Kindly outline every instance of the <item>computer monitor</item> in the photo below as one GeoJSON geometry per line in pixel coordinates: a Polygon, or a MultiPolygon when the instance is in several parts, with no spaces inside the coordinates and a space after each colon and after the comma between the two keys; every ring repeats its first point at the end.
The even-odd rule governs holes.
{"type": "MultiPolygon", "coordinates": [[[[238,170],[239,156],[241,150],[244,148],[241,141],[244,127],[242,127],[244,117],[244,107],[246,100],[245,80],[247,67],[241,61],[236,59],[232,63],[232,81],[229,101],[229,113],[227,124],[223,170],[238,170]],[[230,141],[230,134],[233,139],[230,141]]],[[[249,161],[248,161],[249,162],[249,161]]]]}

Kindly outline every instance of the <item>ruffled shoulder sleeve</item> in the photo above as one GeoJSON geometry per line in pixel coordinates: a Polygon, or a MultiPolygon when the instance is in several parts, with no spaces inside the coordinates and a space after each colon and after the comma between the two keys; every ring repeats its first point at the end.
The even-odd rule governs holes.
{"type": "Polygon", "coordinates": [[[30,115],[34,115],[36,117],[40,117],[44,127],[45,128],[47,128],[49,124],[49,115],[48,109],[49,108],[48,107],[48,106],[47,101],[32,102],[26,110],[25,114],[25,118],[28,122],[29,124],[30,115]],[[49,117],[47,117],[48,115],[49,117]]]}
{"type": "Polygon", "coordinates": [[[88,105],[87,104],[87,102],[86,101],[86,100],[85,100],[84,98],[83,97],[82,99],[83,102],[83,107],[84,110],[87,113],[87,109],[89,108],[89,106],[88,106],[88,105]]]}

------------------------------------------------

§ Your goal
From the line holding "Kindly outline every instance of the <item>ruffled" to the last line of the records, quote each line exactly and add nothing.

§ Exercise output
Kindly outline every instance of the <item>ruffled shoulder sleeve</item> in the photo above as one GeoJSON geometry per line in pixel coordinates: a Polygon, or a MultiPolygon when the instance is in several parts, with no spaces inside the coordinates and a space after each colon and after the comma between the two keys; every ring repeats its first point at the end.
The even-odd rule governs holes.
{"type": "Polygon", "coordinates": [[[30,115],[34,115],[36,117],[40,117],[44,127],[45,128],[47,128],[49,124],[49,115],[48,109],[49,108],[48,107],[48,106],[47,101],[32,102],[26,110],[25,114],[25,118],[28,122],[29,124],[30,115]],[[49,117],[47,117],[48,115],[49,117]]]}
{"type": "Polygon", "coordinates": [[[88,105],[87,104],[87,102],[86,101],[86,100],[85,100],[84,98],[83,97],[82,99],[83,102],[83,107],[84,110],[87,113],[87,109],[89,108],[89,106],[88,106],[88,105]]]}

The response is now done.